[提供テキスト]
━━━━━━━━━━━━━━━━
青梅市の郷土史の発表のレジュメです。
ネタ本は「青梅再発見」大倉十彌也(2010)です。

1  郷土史からもれた二人
○青梅・奥多摩で活躍
・飛田勝造・・・根ケ布「東山園」
・梅田重夫・・・建設会社「梅田組」社長
→日本軍の関連の土木建設会で活躍。戦後は米軍基地の整備工事
→青梅の「若狭屋」という有名料理店の跡地にホテル建設と経営


2 飛田東山
・茨城県大洗の出身、戦前に霞村根ケ布の天寧寺の地所に住む。
・小字の「東山」を号に知りいれて、飛田東山と称する。
・若い頃に労務者の手配師の親分に見込まれて、実力をつける。
→建設界に大きい影響力
ex「川井玉堂美術館」・・・秩父多摩国立公園の中でも規制が厳しい特区で、商業用看板、表示物の設置が一切禁止だったが、飛田東山の働きで建ったという。


3 「両国の川開き」の復活に尽力
・都政関係者の懐古録
美濃部亮吉都知事・昭和42年(1967)~昭和54年(1979)
任期の終わり近くに「両国の花火大会」復活の検討を指示
都民生活局次長・奥野昭三氏の手記に、青梅の飛田東山とある。
・昭和52年(1977)に、奥野氏と飛田氏(有名花火大会の顧問)が会う。
→20年ぶりに復活する計画の協力を得る。
・昭和53年(1978)・・・100人を超える全国の花火師を両国の料亭に迎えて協力体制が固まった。
・「両国の川開き」→「隅田川花火大会」美濃部都政の置き土産


4 天皇賜杯を賜る
・飛田東山・・・いわゆる「侠客」。晩年、天皇から天皇賜杯を賜る
→青梅市の資料などではとりあげられていない。


5 青梅の「梅田組み」
・梅田重夫・・・梅田組(のちの梅田建設工業)社長
・韓国出身、朝鮮名は孫海圭 ・青梅市西分町に住む。
・『重すぎた無垢花』(2006)文芸社
・・・李王朝のラストエンペラーの話
日本の敗戦により、李王朝への旧日本政府からの経済的保護が途絶える。
窮地にあった朝鮮王朝の一族に対して多額の献金を毎月送る。


6 戦時下の鉄道工事
・奥多摩町地誌・・・戦時下の昭和16年(1941)
━━━━━━━━━━━━━━━━
[データレコード]

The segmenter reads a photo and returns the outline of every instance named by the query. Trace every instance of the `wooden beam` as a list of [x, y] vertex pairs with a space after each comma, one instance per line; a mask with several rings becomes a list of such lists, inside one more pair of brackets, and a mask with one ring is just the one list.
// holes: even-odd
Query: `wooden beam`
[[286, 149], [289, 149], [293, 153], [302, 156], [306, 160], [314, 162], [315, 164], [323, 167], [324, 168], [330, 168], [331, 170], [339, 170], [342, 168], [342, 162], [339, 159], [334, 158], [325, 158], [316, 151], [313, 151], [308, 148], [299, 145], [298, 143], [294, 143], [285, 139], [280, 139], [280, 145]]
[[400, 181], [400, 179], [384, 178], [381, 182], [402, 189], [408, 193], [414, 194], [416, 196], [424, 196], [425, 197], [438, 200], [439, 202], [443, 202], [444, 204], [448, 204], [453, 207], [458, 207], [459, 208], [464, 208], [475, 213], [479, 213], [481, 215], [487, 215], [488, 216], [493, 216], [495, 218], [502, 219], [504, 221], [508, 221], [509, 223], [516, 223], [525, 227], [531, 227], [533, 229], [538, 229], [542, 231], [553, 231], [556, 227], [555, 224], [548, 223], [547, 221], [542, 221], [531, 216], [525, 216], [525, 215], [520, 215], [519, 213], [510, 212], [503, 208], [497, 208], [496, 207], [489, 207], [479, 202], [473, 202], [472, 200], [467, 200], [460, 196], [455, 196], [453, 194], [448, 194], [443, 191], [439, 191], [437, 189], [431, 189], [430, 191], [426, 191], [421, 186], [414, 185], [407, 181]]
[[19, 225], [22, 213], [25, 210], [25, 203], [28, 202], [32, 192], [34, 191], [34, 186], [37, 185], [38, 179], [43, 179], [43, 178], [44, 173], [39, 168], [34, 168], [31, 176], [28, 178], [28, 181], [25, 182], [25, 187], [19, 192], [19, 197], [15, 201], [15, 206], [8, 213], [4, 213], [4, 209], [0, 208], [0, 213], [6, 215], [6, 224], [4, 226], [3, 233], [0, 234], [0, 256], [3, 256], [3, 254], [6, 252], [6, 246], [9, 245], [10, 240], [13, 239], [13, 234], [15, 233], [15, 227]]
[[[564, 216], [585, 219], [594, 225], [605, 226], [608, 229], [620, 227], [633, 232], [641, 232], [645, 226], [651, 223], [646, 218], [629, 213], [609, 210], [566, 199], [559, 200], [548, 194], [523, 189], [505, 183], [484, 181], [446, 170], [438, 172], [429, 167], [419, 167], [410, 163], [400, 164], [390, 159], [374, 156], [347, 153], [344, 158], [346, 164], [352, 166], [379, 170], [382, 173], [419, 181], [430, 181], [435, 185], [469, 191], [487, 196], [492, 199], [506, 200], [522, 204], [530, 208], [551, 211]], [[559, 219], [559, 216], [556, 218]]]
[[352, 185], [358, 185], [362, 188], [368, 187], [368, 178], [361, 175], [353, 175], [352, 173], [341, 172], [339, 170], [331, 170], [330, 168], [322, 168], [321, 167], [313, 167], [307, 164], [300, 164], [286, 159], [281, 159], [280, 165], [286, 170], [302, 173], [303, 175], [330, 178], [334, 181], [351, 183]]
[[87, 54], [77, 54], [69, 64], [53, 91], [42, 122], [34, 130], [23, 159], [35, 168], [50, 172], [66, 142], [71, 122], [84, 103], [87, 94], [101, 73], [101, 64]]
━━━━━━━━━━━━━━━━
[実施する課題]
1) 青梅郷土史のレジュメについて、次の問いに答えてください。
(a) 飛田東山はどこの出身ですか。
(b) 奥野氏と飛田氏が会ったのは何年ですか。
(c) 梅田重夫の朝鮮名は何ですか。
2) 青梅郷土史のレジュメに西暦で記された年を、出てくる順にすべて挙げてください。
3) 青梅郷土史のレジュメを、最後の行の続きから書き進めてください。

[解答一覧]
1)
(a) 茨城県大洗です。
(b) 昭和52年(1977)です。
(c) 孫海圭です。

2) 2010年、1967年、1979年、1977年、1978年、2006年、1941年

3)
御岳駅から氷川へのトンネルや橋の多い延長工事を梅田組と本沢組が請け負った。
働く人、物資が不足、トンネルを掘る削岩機不足。手掘り工事だったという。
・青梅線の延長工事・・・軍による川崎での鉄鋼増産、溶鉱炉用の石灰石を日原から大量に輸送するため。

7 八丈島の防衛道路も
・梅田組が八丈島の防衛道路も請け負った。
・参謀本部の「兵要地誌」に記録。
昭和19年6月に道路新設が決定、昭和19年8月に完成。
・朝鮮人労働者の活躍


8 数千人の人夫
・青梅鉄道の延長、福生飛行場の工事、東京都水道局の小河内ダム
・朝鮮からの労働者 → 梅田組が請け負い。


9 王家につくす梅田氏
『重すぎた無垢花』(2006)文芸社・渡部登志子・・・
・日韓併合、日本政府の保護の下、京城・東京での出来事を記す。
・朝鮮王朝・第27代・純宗王、後継者・李垠王子
・著者の実姉が侍従の趙氏の子息に嫁いでいる。縁者。


10 赤坂の李王朝邸
・孫海圭・・・梅田重夫の朝鮮名。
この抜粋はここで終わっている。